• Written instruction
What follows is a listing. Return every line of it exactly.

• Data listing
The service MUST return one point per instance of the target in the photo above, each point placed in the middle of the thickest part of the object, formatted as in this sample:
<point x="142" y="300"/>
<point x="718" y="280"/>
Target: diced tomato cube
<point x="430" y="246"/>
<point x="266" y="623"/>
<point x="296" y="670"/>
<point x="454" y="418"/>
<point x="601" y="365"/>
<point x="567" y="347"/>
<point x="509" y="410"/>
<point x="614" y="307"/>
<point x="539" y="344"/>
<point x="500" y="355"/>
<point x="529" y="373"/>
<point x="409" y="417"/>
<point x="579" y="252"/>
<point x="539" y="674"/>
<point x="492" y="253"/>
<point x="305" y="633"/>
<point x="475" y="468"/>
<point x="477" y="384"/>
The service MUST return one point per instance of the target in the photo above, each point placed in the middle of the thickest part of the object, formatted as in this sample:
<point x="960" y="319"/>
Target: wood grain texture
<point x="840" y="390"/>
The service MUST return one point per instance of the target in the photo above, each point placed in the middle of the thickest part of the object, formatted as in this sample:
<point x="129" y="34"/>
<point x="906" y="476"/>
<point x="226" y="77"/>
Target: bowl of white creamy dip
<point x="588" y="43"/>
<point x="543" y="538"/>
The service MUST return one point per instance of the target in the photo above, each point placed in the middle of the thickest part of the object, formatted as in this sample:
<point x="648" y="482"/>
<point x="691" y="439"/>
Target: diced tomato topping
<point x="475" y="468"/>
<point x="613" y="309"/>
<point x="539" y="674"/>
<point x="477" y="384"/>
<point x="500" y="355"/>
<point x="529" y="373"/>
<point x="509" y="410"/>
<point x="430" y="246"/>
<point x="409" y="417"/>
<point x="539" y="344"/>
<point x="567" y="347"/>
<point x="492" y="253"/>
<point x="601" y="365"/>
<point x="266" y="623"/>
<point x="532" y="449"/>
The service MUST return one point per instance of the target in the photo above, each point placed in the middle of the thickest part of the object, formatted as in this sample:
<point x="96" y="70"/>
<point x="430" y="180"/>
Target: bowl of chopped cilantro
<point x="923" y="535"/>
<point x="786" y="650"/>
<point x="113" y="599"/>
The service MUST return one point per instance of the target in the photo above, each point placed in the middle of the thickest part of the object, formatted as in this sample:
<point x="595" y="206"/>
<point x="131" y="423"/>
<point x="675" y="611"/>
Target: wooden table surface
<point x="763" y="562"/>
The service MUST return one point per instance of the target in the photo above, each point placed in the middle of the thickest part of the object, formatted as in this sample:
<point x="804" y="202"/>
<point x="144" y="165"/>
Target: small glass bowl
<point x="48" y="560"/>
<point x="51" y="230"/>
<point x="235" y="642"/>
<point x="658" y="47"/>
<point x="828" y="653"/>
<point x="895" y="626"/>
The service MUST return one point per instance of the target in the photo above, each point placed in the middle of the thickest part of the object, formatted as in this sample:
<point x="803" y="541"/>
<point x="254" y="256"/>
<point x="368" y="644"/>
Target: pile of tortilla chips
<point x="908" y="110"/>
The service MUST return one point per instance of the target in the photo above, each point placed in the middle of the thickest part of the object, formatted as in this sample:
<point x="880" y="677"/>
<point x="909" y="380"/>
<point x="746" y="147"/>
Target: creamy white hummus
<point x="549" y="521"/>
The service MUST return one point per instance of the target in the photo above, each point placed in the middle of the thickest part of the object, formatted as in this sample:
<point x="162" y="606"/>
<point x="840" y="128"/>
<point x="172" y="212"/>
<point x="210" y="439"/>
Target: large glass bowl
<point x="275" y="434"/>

• Problem solution
The service MUST return one point per instance of the target in the photo above, each point placed in the middle of the thickest part of the object, formatted as in this sample:
<point x="142" y="300"/>
<point x="718" y="280"/>
Target: diced tomato cube
<point x="430" y="246"/>
<point x="266" y="623"/>
<point x="296" y="670"/>
<point x="454" y="418"/>
<point x="601" y="365"/>
<point x="567" y="347"/>
<point x="509" y="410"/>
<point x="614" y="307"/>
<point x="539" y="344"/>
<point x="500" y="355"/>
<point x="529" y="373"/>
<point x="409" y="417"/>
<point x="579" y="252"/>
<point x="539" y="674"/>
<point x="492" y="253"/>
<point x="305" y="633"/>
<point x="475" y="468"/>
<point x="477" y="384"/>
The service MUST return one point per instance of the target in the photo above, each point placed in the middle of the thickest part of the object, formatted as in this sample:
<point x="960" y="319"/>
Target: wood grain texture
<point x="840" y="390"/>
The service MUST return one point per instance of the target in the photo above, each point placed in the middle of the thickest part of the object, formatted as in this sample:
<point x="129" y="34"/>
<point x="906" y="476"/>
<point x="226" y="77"/>
Target: bowl of white creamy dip
<point x="588" y="43"/>
<point x="543" y="538"/>
The service MUST return one point per instance of the target in the photo above, each point placed in the middle of the thickest part of the object, formatted as in this sample:
<point x="648" y="482"/>
<point x="691" y="439"/>
Target: diced tomato topping
<point x="475" y="468"/>
<point x="613" y="309"/>
<point x="539" y="674"/>
<point x="477" y="384"/>
<point x="500" y="355"/>
<point x="529" y="373"/>
<point x="509" y="410"/>
<point x="430" y="246"/>
<point x="409" y="417"/>
<point x="539" y="344"/>
<point x="567" y="347"/>
<point x="492" y="253"/>
<point x="601" y="365"/>
<point x="266" y="623"/>
<point x="532" y="449"/>
The service MUST return one point per instance of the target in the photo above, each point placed in the middle of the thickest part of the object, formatted as in this sample:
<point x="96" y="70"/>
<point x="430" y="180"/>
Target: bowl of chopped cilantro
<point x="923" y="535"/>
<point x="786" y="650"/>
<point x="113" y="599"/>
The service MUST return one point per instance of the target in the photo above, each point placed in the middle of the thickest part of the object, formatted as in this sample:
<point x="595" y="206"/>
<point x="131" y="423"/>
<point x="675" y="611"/>
Target: wooden table surface
<point x="763" y="562"/>
The service MUST return one point per instance of the target in the photo above, each point placed in the middle of the thickest part of the object, formatted as in this sample:
<point x="804" y="202"/>
<point x="144" y="165"/>
Target: small glass bowl
<point x="48" y="560"/>
<point x="51" y="230"/>
<point x="235" y="642"/>
<point x="658" y="47"/>
<point x="828" y="653"/>
<point x="895" y="626"/>
The service MUST return one point per instance of the target in the photo above, each point placed in the middle of the thickest part of the object, formatted as in this sample:
<point x="803" y="541"/>
<point x="254" y="256"/>
<point x="368" y="644"/>
Target: pile of tortilla chips
<point x="908" y="110"/>
The service MUST return one point per instance of the target in the photo above, each point placed in the middle of the thickest part of the object, formatted as in this sample:
<point x="880" y="677"/>
<point x="909" y="380"/>
<point x="746" y="147"/>
Target: creamy white hummus
<point x="549" y="521"/>
The service MUST return one point per instance of the target in the photo above, each point placed in the middle of the thickest part of the object, formatted as in this sample:
<point x="162" y="606"/>
<point x="840" y="128"/>
<point x="172" y="212"/>
<point x="210" y="439"/>
Target: large glass bowl
<point x="275" y="434"/>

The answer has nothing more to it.